*Trecho para leitura*.
>>>

Ah, os entardeceres de Gotemburgo! Como já mostrei antes, o sol faz maravilhas multi-cores nestas altas latitudes do planeta Terra — e não é só a aurora boreal.
Eu morei um ano e meio em Gotemburgo, cidade fundada pelos holandeses na Suécia e que hoje é a segunda maior deste país de Greta Thunberg e Greta Garbo. (A quem tiver uma overdose de “Gretas”, saiba que em João & Maria, a historinha dos meninos que se perdem na floresta, o nome original da menina também é este. “Maria” foi tradução para os países latinos. Greta é abreviação carinhosa de Margareta.)
Voltemos a Gotemburgo, às margens do Mar do Norte, na costa ocidental sueca. Aqui, diga-se de passagem, fica a antiga área de Kattegat onde se dão os eventos iniciais do seriado Vikings, do History Channel. Eu mostrarei um pouco mais desta costa nas próximas postagens.
Eram os idos de 1621 quando os holandeses já sondavam o Nordeste brasileiro e aqui construiriam o principal porto comercial sueco. Por quê? Porque isso foi antes da abstrata noção de “estado-nação”, essa ideia de que certo pedaço de terra e seu governo pertencem à gente dali. O que tínhamos eram mercadores buscando oportunidades comerciais num reino que os acolhia — e pronto.

Hoje, Gotemburgo é talvez mais famosa por ser a sede mundial da Volvo, marca de veículos, além de ter um grande parque técnico-tecnológico que junta indústrias e universidades.
É uma cidade agradável onde morar, preciso dizer, e com algumas coisas belas a ver para quem quiser conhecer.
Antes de falar melhor dela, um pouco de curiosidade com materiais do museu da cidade.

<<<

*Exercício A*.
Reproduza na íntegra o trecho sobre Gotemburgo, sem mudar nada.
*Exercício B*.
Converta a listagem abaixo num CSV de duas colunas, pedido e resposta. Cada linha deve ter um texto e a resposta que ele recebe, cada um num só campo entre aspas e com as quebras de linha trocadas por espaços, e as imagens devem ficar de fora.

*Dados fornecidos*.
>>>

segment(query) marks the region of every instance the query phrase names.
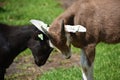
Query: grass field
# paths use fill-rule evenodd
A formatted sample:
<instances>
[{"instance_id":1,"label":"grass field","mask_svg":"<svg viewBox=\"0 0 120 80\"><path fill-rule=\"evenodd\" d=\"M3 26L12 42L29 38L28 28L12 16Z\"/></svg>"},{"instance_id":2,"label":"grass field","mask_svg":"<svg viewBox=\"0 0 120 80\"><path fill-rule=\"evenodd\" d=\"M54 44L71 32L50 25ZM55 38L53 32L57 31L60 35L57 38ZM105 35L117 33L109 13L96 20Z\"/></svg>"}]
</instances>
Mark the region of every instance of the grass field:
<instances>
[{"instance_id":1,"label":"grass field","mask_svg":"<svg viewBox=\"0 0 120 80\"><path fill-rule=\"evenodd\" d=\"M57 0L0 0L0 22L27 25L30 19L50 24L63 9ZM78 52L73 48L73 51ZM25 51L24 54L27 54ZM120 44L100 43L96 47L95 80L120 80ZM37 80L81 80L80 67L60 68L45 72Z\"/></svg>"}]
</instances>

<<<

*Resultado A*.
Ah, os entardeceres de Gotemburgo! Como já mostrei antes, o sol faz maravilhas multi-cores nestas altas latitudes do planeta Terra — e não é só a aurora boreal.
Eu morei um ano e meio em Gotemburgo, cidade fundada pelos holandeses na Suécia e que hoje é a segunda maior deste país de Greta Thunberg e Greta Garbo. (A quem tiver uma overdose de “Gretas”, saiba que em João & Maria, a historinha dos meninos que se perdem na floresta, o nome original da menina também é este. “Maria” foi tradução para os países latinos. Greta é abreviação carinhosa de Margareta.)
Voltemos a Gotemburgo, às margens do Mar do Norte, na costa ocidental sueca. Aqui, diga-se de passagem, fica a antiga área de Kattegat onde se dão os eventos iniciais do seriado Vikings, do History Channel. Eu mostrarei um pouco mais desta costa nas próximas postagens.
Eram os idos de 1621 quando os holandeses já sondavam o Nordeste brasileiro e aqui construiriam o principal porto comercial sueco. Por quê? Porque isso foi antes da abstrata noção de “estado-nação”, essa ideia de que certo pedaço de terra e seu governo pertencem à gente dali. O que tínhamos eram mercadores buscando oportunidades comerciais num reino que os acolhia — e pronto.

Hoje, Gotemburgo é talvez mais famosa por ser a sede mundial da Volvo, marca de veículos, além de ter um grande parque técnico-tecnológico que junta indústrias e universidades.
É uma cidade agradável onde morar, preciso dizer, e com algumas coisas belas a ver para quem quiser conhecer.
Antes de falar melhor dela, um pouco de curiosidade com materiais do museu da cidade.

*Resultado B*.
pedido,resposta
"segment(query) marks the region of every instance the query phrase names. Query: grass field # paths use fill-rule evenodd A formatted sample: <instances> [{""instance_id"":1,""label"":""grass field"",""mask_svg"":""<svg viewBox=\""0 0 120 80\""><path fill-rule=\""evenodd\"" d=\""M3 26L12 42L29 38L28 28L12 16Z\""/></svg>""},{""instance_id"":2,""label"":""grass field"",""mask_svg"":""<svg viewBox=\""0 0 120 80\""><path fill-rule=\""evenodd\"" d=\""M54 44L71 32L50 25ZM55 38L53 32L57 31L60 35L57 38ZM105 35L117 33L109 13L96 20Z\""/></svg>""}] </instances> Mark the region of every instance of the grass field:","<instances> [{""instance_id"":1,""label"":""grass field"",""mask_svg"":""<svg viewBox=\""0 0 120 80\""><path fill-rule=\""evenodd\"" d=\""M57 0L0 0L0 22L27 25L30 19L50 24L63 9ZM78 52L73 48L73 51ZM25 51L24 54L27 54ZM120 44L100 43L96 47L95 80L120 80ZM37 80L81 80L80 67L60 68L45 72Z\""/></svg>""}] </instances>"